Instrução dada A: Segundo o trecho fornecido, a que horas começou o primeiro ato no Salão Nobre?

Trecho fornecido:

Os dois documentos mandam um sonoro não da elite política e econômica ao golpismo do atual presidente da República. Com poucas exceções, essa mesma elite apoiou o golpe parlamentar que resultou no impeachment de Dilma Rousseff (PT) em 2016, comemorou a prisão que tirou Luiz Inácio Lula da Silva da eleição presidencial de 2018 e apoiou a ascensão ao poder do pior presidente de nossa história.

O ato desta quinta-feira 11 de agosto tem peso porque reúne empresários, políticos, intelectuais, artistas, jornalistas e cidadãos com inclinações políticas diferentes e divergentes, mas com uma concordância: é preciso mudar o rumo que o país seguiu nos últimos anos. Rumo que ameaça a nossa democracia. De certa forma, essa elite faz um mea culpa sobre os erros que cometeu no passado recente e desembarca da canoa bolsonarista.

Hoje, em São Paulo, houve dois atos. O primeiro deles começou às 9h30 no Salão Nobre, onde foi feita a leitura do manifesto capitaneado pela Fiesp (Federação das Indústrias do Estado de São Paulo) e endossado por mais de uma dezena de entidades. Intitulado "Em Defesa da Democracia e da Justiça", este documento faz contraponto a todas mentiras e ataques de Bolsonaro à Justiça Eleitoral —e teve adesão de entidades da sociedade civil, organizações empresariais e centrais sindicais.

No ano do bicentenário da Independência, reiteramos nosso compromisso inarredável com a soberania do povo brasileiro expressa pelo voto e exercida em conformidade com a Constituição."
Manifesto da Fiesp

Por volta de 11h30, foi lida a "Carta às Brasileiras e aos Brasileiros em Defesa do Estado Democrático de Direito", documento com quase um milhão de assinaturas e adesão crescente. Essa carta, inspirada num documento de 1977 de enfrentamento da ditadura militar de 1964, é incisiva na defesa das urnas eletrônicas e da Justiça Eleitoral.

Linhas de dados:

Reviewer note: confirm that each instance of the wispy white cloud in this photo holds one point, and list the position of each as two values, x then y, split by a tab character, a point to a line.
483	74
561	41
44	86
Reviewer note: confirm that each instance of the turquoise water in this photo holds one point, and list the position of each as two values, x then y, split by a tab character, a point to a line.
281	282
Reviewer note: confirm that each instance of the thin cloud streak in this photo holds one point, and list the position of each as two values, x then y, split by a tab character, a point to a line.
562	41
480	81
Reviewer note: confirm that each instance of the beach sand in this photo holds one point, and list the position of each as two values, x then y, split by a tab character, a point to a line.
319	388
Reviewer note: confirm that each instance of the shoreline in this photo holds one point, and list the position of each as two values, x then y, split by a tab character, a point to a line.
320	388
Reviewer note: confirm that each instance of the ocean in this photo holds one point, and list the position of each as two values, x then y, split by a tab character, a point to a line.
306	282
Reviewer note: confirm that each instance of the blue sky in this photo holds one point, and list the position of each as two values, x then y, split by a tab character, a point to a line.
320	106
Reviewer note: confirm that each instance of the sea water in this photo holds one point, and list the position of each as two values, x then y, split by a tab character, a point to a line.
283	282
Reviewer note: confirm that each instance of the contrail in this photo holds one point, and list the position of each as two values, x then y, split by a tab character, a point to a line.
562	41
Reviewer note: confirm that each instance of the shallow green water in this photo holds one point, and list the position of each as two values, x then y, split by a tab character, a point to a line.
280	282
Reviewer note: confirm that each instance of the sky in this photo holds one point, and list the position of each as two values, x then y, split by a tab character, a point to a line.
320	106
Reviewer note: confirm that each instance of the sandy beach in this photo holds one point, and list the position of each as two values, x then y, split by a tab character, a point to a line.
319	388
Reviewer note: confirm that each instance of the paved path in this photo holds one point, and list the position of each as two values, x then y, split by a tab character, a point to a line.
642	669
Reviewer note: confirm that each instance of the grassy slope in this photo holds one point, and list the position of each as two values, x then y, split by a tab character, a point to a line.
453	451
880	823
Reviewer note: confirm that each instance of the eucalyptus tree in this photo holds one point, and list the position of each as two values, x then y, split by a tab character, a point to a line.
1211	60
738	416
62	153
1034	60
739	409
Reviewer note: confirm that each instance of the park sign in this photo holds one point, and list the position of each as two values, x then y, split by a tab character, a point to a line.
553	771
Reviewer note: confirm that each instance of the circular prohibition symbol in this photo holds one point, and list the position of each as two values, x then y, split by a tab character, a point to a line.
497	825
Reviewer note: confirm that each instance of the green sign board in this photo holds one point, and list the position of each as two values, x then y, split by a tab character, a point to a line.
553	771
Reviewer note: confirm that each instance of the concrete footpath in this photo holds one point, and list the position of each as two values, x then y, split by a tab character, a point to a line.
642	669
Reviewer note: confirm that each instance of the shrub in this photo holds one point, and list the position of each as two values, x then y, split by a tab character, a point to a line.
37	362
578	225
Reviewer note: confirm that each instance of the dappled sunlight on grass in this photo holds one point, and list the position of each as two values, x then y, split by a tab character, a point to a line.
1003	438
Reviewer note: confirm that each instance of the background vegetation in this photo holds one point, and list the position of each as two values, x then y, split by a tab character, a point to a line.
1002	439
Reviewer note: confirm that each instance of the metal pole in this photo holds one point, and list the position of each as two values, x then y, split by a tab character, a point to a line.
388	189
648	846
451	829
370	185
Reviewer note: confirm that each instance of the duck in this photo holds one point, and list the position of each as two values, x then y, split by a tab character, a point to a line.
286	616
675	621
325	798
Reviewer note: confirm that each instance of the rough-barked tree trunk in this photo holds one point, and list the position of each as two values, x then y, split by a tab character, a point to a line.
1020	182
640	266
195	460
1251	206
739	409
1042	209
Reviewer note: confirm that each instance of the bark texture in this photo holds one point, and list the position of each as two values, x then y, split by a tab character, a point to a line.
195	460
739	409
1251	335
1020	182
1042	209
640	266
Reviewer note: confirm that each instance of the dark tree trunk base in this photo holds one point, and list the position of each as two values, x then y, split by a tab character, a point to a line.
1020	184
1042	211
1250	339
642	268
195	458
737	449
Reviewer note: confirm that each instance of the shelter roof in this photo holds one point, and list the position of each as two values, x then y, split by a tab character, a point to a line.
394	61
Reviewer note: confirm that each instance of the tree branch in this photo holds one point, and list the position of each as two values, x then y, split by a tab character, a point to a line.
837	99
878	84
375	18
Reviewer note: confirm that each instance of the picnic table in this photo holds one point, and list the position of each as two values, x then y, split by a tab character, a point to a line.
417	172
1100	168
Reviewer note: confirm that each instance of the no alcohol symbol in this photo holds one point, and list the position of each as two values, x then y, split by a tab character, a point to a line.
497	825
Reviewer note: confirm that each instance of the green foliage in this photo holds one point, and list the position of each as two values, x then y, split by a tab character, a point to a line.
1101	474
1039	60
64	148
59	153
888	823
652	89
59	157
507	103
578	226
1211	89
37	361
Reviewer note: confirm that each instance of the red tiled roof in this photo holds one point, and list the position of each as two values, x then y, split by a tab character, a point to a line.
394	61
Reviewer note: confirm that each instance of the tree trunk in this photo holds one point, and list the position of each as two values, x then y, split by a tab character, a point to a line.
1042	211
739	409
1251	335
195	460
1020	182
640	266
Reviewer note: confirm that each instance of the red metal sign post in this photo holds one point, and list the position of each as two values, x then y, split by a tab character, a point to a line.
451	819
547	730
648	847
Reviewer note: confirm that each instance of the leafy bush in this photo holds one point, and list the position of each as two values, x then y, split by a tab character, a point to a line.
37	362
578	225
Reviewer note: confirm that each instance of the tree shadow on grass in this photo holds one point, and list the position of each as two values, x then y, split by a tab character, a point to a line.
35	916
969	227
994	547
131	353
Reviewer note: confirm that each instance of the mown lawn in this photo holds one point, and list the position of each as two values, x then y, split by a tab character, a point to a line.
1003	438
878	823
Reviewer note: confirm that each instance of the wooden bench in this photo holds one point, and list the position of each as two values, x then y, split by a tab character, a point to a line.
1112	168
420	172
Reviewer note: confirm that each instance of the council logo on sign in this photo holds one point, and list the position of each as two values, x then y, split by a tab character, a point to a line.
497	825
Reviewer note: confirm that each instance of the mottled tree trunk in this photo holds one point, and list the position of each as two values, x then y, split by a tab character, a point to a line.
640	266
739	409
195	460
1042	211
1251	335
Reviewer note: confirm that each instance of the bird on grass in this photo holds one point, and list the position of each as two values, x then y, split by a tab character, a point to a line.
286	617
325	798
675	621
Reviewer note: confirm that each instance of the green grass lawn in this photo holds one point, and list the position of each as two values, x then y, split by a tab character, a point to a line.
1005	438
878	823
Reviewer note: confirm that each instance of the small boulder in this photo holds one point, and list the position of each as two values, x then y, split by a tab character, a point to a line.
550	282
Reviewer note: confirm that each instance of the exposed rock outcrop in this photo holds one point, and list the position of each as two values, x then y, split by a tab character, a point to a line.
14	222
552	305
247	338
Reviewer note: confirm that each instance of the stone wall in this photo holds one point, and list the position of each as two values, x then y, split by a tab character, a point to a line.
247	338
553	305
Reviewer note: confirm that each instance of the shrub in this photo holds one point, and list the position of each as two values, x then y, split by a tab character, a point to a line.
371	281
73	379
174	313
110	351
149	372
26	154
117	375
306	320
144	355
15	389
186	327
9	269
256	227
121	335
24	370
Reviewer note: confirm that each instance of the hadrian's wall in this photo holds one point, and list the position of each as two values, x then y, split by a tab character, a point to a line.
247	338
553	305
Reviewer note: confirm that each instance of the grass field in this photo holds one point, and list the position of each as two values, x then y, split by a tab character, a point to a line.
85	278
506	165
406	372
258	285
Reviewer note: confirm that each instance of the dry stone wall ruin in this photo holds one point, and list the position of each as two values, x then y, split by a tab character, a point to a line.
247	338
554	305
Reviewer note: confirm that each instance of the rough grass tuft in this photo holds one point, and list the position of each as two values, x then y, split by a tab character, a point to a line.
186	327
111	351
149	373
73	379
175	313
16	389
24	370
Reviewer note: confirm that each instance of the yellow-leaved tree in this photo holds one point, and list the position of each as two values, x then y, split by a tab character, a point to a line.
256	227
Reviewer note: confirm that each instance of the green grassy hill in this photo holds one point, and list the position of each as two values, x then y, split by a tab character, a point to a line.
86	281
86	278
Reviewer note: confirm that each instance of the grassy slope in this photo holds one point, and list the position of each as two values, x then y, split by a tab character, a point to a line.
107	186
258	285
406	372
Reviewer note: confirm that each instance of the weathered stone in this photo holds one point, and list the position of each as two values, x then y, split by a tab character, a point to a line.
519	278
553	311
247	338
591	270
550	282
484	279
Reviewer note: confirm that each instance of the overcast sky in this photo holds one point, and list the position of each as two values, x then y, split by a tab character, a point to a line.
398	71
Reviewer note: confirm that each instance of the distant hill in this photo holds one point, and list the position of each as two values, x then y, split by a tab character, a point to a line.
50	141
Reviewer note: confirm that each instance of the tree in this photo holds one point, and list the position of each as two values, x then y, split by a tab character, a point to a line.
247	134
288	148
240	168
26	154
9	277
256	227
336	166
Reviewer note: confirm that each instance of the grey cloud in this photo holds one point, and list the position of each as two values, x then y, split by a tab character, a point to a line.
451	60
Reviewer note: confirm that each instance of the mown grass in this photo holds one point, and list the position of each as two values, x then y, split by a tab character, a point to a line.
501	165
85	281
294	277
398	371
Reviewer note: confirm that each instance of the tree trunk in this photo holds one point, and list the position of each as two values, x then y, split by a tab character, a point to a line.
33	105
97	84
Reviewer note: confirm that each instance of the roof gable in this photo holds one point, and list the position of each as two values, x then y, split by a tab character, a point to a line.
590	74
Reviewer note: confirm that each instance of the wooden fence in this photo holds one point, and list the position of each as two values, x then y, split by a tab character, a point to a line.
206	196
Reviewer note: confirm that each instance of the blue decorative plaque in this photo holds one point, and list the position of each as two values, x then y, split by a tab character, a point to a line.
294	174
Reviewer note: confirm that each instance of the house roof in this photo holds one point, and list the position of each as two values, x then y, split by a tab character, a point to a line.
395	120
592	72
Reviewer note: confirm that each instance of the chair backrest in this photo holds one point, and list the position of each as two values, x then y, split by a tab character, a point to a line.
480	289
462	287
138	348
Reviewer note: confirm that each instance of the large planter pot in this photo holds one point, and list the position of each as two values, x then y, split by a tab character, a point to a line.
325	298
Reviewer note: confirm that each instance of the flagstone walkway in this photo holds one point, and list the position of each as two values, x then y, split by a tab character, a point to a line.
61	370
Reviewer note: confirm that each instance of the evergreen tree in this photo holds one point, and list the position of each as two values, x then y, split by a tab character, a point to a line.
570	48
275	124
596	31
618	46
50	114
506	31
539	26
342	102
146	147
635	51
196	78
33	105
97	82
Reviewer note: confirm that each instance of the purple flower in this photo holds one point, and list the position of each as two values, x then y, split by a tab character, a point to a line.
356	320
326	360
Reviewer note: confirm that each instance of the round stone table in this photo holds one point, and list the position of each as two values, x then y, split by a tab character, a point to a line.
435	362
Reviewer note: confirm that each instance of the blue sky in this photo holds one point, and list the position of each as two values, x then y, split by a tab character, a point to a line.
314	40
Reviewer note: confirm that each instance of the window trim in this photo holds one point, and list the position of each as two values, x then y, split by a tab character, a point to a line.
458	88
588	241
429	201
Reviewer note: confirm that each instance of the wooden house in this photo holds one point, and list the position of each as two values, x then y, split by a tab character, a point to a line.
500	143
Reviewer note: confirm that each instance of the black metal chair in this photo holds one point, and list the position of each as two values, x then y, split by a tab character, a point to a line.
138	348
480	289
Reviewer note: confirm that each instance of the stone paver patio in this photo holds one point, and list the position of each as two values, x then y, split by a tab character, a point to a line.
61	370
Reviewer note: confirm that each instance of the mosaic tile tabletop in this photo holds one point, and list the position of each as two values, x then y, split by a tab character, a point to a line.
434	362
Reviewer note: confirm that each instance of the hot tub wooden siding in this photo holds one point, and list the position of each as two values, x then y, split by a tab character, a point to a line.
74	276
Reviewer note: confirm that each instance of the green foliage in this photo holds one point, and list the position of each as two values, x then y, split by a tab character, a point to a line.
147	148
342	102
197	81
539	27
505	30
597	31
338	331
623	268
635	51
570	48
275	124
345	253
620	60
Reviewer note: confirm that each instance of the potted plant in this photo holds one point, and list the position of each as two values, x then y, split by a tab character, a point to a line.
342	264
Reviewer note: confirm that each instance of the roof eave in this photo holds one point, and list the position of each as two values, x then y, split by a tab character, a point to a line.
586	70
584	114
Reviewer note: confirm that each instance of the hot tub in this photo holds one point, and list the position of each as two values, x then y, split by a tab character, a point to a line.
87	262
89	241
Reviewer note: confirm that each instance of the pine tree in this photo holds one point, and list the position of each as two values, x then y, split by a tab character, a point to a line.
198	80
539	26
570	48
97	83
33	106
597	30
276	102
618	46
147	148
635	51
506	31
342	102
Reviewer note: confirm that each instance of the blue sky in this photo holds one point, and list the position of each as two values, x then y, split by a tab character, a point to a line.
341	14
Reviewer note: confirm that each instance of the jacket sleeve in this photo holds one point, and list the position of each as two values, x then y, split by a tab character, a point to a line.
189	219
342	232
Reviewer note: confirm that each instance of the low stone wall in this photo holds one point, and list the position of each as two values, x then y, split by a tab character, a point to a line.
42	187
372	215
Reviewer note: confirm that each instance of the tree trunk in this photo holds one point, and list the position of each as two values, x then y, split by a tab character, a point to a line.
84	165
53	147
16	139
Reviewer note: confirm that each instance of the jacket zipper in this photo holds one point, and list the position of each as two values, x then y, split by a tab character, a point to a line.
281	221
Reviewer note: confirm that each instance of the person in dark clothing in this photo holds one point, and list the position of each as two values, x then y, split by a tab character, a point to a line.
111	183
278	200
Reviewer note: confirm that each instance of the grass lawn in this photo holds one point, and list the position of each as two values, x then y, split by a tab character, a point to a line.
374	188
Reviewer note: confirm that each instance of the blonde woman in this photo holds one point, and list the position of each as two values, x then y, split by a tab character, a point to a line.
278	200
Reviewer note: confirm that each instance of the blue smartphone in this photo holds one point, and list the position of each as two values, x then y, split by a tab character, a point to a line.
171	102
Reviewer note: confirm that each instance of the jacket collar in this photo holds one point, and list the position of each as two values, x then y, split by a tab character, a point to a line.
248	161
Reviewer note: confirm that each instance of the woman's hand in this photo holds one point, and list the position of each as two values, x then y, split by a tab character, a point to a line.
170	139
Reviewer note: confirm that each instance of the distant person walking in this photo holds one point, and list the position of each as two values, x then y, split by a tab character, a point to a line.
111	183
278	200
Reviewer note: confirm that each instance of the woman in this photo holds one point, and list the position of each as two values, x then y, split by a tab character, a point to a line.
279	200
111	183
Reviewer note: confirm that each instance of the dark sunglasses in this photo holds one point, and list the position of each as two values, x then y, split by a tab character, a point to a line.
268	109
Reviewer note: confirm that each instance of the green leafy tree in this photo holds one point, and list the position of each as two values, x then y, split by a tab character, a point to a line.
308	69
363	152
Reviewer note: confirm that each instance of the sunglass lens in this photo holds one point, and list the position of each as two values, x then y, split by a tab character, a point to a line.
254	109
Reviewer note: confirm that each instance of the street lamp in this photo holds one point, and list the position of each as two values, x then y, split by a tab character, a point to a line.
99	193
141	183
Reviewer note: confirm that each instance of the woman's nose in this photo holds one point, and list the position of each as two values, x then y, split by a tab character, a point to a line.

Instrução dada B: Encontre e copie todas as linhas que contêm a sequência "rough", diferenciando maiúsculas de minúsculas.

Resposta correta A: Às 9h30.

Resposta correta B:
Reviewer note: confirm that each instance of the rough-barked tree trunk in this photo holds one point, and list the position of each as two values, x then y, split by a tab character, a point to a line.
Reviewer note: confirm that each instance of the rough grass tuft in this photo holds one point, and list the position of each as two values, x then y, split by a tab character, a point to a line.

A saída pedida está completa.